Così andava ancora, in certe aree d’Italia, poco più di un secolo fa. Né era poi così diverso, nel ‘900, in altre parti del mondo. Basti ricordare storie emblematiche come quella di Pearl Buck, la celebre scrittrice premio Pulitzer e poi premio Nobel per la letteratura che solo dopo molti anni si decise a rivelare la sua drammatica scelta di affidare la figlia Carol, nata con un pesante deficit mentale, a una struttura ospedaliera del New Jersey. O l’ultima e amara visita di Albert Einstein nel 1933, prima di partire per gli Stati Uniti in seguito alla presa del potere di Hitler, al figlio Eduard ricoverato in una clinica di Zurigo perché affetto da schizofrenia: si era portato il violino per tentare di «dialogare» in un concerto al pianoforte, ma fu inutile, i rapporti erano ormai compromessi e non si sarebbero rivisti mai più. O ancora la straziata decisione del grande Arthur Miller («Provai un’ondata d’amore per lui. Non osai toccarlo, per paura che avrei finito per portarlo a casa. E piansi») di rinchiudere il figlioletto down, Daniel, in un istituto del Connecticut. Difficile capire, impossibile giudicare. 
Certo è che tutti coloro che, sempre più negli ultimi decenni, hanno deciso di spezzare le catene degli antichi pregiudizi e uscire dalle prigioni culturali allo scoperto mostrando la disabilità dei propri cari (Robert De Niro col figlio autistico Elliot, Jamie Foxx con la sorella down Deondra, Colin Farrell col figlio James affetto dalla sindrome di Angelman...) e più ancora le disabilità proprie, dallo sciagurato Oscar Pistorius al campione di salto tedesco Markus Rehm alla nostra amatissima Bebe Vio, hanno un debito di riconoscenza almeno per due figure che per prime infransero il muro del silenzio e del segreto.

• • • • • • •

*IL COMPITO*: Riporta parola per parola la parte del brano sulla disabilità che inizia da "Certo è che" e finisce con "e del segreto.". Le voci qui sotto vengono da un'altra fonte.

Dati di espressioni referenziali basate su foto
• • • • • • •

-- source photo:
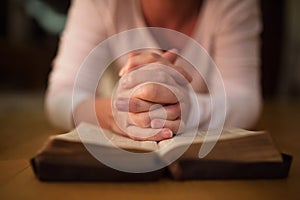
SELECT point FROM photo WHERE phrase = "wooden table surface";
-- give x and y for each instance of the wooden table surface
(24, 128)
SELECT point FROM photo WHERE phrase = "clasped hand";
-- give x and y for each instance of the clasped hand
(151, 101)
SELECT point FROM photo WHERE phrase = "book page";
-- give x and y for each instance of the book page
(232, 145)
(92, 134)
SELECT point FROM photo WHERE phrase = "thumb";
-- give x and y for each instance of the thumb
(171, 55)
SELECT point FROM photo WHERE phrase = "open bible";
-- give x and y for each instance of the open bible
(236, 154)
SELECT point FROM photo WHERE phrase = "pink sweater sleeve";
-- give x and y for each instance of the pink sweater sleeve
(85, 28)
(235, 51)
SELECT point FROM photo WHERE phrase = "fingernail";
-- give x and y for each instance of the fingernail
(157, 123)
(124, 82)
(167, 133)
(175, 51)
(121, 72)
(122, 104)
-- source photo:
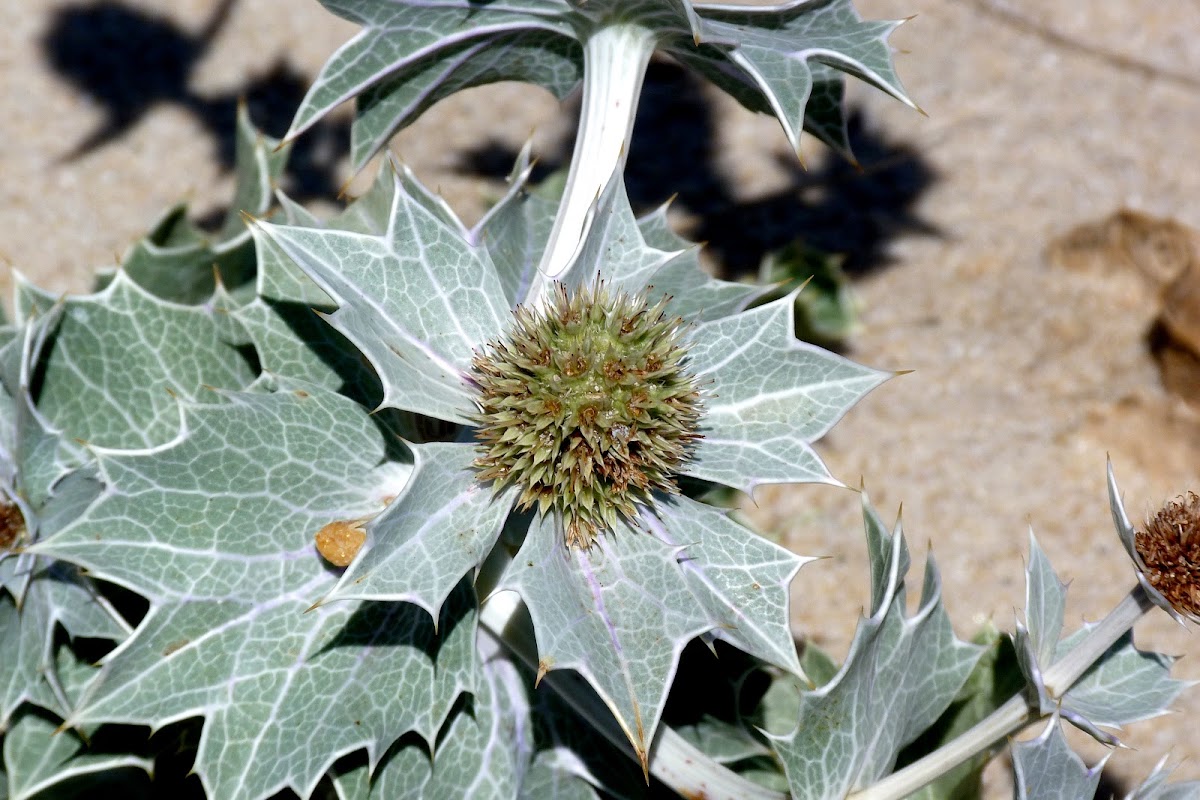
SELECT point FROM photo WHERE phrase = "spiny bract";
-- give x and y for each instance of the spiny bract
(588, 405)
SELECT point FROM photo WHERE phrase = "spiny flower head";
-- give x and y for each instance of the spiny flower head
(1170, 551)
(587, 405)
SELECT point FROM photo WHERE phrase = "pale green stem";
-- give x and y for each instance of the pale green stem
(1017, 713)
(673, 761)
(615, 60)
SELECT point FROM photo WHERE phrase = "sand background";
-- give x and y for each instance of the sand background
(1029, 368)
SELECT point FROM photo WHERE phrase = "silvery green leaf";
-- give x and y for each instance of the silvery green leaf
(293, 341)
(34, 456)
(993, 683)
(43, 479)
(179, 263)
(414, 300)
(441, 528)
(1125, 685)
(1031, 669)
(900, 675)
(1045, 597)
(37, 757)
(484, 752)
(771, 395)
(552, 62)
(1047, 769)
(790, 60)
(723, 741)
(123, 359)
(617, 252)
(1156, 787)
(258, 163)
(619, 614)
(781, 55)
(54, 594)
(400, 48)
(515, 229)
(1127, 535)
(739, 579)
(215, 529)
(573, 759)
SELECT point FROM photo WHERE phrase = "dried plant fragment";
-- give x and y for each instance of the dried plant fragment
(1170, 549)
(340, 541)
(1157, 247)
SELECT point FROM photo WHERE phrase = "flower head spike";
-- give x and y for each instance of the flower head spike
(1167, 553)
(587, 405)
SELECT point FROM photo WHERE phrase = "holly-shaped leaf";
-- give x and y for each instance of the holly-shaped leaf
(618, 251)
(739, 579)
(178, 262)
(42, 487)
(790, 60)
(441, 528)
(775, 396)
(619, 614)
(420, 350)
(900, 674)
(216, 529)
(123, 359)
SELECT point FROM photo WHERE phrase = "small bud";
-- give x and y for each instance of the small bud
(587, 407)
(1170, 552)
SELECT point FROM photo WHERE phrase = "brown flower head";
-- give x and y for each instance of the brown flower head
(12, 525)
(1170, 553)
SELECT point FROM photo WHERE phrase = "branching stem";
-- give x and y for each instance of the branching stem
(1017, 713)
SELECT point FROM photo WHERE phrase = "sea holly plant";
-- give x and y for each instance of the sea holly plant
(385, 505)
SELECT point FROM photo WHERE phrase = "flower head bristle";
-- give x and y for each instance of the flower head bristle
(587, 405)
(1170, 549)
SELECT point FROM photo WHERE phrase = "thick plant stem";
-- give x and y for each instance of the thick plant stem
(615, 60)
(1017, 713)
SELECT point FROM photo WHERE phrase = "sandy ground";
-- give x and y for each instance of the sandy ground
(1029, 370)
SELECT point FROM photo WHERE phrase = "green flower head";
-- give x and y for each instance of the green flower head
(587, 405)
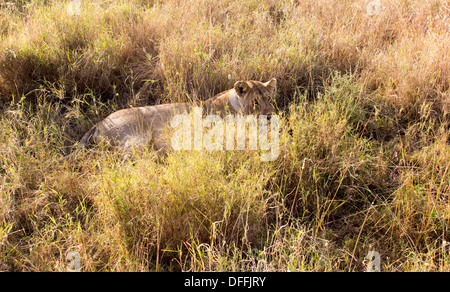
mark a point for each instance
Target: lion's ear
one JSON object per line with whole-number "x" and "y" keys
{"x": 241, "y": 87}
{"x": 271, "y": 85}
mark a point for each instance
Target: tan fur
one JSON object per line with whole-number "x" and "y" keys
{"x": 144, "y": 126}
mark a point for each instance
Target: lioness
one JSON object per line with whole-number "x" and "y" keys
{"x": 143, "y": 126}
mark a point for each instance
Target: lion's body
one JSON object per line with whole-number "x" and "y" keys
{"x": 144, "y": 126}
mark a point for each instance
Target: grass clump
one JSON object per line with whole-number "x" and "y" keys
{"x": 363, "y": 100}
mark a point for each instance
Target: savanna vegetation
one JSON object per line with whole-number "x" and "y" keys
{"x": 364, "y": 103}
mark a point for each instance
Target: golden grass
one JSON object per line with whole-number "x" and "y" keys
{"x": 364, "y": 103}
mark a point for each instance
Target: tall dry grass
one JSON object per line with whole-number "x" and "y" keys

• • • • • • •

*SPAZIO RISPOSTA*:
Certo è che tutti coloro che, sempre più negli ultimi decenni, hanno deciso di spezzare le catene degli antichi pregiudizi e uscire dalle prigioni culturali allo scoperto mostrando la disabilità dei propri cari (Robert De Niro col figlio autistico Elliot, Jamie Foxx con la sorella down Deondra, Colin Farrell col figlio James affetto dalla sindrome di Angelman...) e più ancora le disabilità proprie, dallo sciagurato Oscar Pistorius al campione di salto tedesco Markus Rehm alla nostra amatissima Bebe Vio, hanno un debito di riconoscenza almeno per due figure che per prime infransero il muro del silenzio e del segreto.